Dataset entries:
= Beginning of Section =
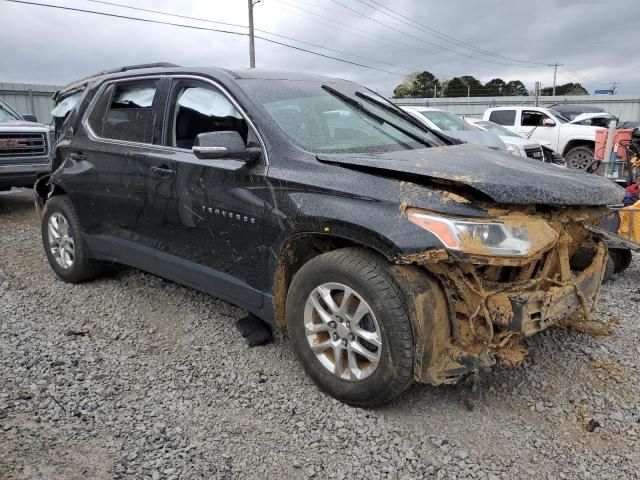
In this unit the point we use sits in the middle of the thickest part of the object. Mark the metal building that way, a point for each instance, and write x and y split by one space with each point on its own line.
29 99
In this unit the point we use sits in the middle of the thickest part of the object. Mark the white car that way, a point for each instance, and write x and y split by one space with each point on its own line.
516 144
575 142
455 127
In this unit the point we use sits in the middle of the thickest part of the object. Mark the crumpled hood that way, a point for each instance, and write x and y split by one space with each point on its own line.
22 125
478 137
504 178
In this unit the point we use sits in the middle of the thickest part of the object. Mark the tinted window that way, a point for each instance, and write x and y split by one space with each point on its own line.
503 117
497 129
128 110
7 115
533 118
201 109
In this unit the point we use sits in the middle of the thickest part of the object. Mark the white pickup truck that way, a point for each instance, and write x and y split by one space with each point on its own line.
573 141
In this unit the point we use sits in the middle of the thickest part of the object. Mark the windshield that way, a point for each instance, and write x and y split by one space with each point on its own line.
445 121
497 129
561 118
7 115
333 119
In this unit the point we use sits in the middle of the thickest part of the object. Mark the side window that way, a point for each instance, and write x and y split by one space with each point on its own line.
503 117
123 111
532 118
199 108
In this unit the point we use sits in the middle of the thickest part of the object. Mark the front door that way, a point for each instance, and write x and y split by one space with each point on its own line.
538 126
206 215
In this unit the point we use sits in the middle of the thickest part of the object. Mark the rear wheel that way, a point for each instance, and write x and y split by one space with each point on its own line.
622 258
63 245
580 158
348 324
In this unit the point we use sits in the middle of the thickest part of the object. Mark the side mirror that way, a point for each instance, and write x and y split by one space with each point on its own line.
226 145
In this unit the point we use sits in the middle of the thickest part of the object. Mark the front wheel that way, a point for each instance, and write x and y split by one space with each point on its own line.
349 327
580 158
63 245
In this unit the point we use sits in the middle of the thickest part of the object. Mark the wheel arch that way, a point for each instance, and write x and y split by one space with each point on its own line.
578 142
301 247
44 189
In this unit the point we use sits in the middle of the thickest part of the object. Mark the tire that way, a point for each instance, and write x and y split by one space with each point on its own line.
74 265
608 270
579 158
622 258
370 278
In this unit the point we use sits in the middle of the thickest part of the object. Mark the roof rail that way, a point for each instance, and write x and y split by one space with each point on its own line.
77 84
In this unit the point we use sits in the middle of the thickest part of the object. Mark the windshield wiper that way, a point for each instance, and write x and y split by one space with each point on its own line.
393 108
361 108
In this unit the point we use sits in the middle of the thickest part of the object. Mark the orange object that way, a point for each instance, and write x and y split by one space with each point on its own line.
601 142
630 222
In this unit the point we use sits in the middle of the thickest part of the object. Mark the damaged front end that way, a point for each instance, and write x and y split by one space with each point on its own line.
532 271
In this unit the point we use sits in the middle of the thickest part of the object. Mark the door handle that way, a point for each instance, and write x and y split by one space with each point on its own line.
162 171
78 157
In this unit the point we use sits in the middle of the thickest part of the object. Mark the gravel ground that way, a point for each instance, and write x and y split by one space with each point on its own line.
134 377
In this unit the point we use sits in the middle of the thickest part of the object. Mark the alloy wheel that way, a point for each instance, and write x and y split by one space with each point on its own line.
61 243
342 331
580 160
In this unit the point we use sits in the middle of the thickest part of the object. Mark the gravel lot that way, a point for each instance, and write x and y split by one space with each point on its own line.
134 377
= End of Section =
The expected answer is an exact copy of the lines beginning at the one with "the gravel lot" and running to the end of the entries above.

In this unit the point we use sits in the middle of the thickest part of the object. Mark the gravel lot that way, a point for each instance, and write x and y split by one space with each point on its own line.
134 377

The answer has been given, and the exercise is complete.